Problem statement
Identify every line in the records below that contains the word "frame", and copy each of those lines.

A few records
+++

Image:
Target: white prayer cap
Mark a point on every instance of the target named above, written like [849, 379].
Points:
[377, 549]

+++

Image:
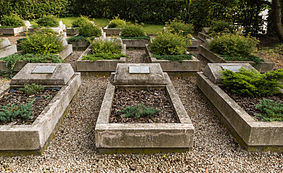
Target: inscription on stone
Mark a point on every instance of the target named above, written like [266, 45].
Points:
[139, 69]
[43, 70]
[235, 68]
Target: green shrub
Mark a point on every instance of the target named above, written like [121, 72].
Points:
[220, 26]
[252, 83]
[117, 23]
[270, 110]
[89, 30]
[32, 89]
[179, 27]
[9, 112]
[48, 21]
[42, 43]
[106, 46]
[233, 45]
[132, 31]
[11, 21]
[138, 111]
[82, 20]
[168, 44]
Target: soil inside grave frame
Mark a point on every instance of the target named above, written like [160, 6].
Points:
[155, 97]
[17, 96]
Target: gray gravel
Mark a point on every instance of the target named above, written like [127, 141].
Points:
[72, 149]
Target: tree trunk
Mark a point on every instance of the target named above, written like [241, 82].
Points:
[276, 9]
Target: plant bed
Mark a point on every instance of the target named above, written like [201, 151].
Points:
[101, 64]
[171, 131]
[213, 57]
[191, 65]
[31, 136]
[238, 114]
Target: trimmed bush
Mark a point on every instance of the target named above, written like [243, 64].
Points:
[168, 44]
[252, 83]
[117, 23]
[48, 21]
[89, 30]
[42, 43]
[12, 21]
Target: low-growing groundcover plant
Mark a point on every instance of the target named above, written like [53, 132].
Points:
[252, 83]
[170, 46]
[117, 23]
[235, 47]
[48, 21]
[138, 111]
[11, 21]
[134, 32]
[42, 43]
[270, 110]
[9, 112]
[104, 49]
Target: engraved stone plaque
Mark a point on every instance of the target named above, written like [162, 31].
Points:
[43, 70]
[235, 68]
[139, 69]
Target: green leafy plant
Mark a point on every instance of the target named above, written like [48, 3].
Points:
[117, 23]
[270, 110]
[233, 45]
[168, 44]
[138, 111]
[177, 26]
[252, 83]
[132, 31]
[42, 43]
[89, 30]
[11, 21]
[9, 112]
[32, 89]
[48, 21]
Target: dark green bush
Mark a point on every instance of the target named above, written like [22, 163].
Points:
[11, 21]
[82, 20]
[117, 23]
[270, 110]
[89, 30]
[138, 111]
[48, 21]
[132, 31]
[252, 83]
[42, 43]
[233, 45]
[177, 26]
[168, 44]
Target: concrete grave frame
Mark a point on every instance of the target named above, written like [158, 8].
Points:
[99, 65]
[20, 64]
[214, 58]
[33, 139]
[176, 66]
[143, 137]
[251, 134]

+++

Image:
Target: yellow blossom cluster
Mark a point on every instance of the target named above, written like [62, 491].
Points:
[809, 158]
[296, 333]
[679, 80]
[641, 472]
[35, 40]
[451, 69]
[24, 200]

+++

Task answer
Target: soil inside grave frame
Target: concrete grave frame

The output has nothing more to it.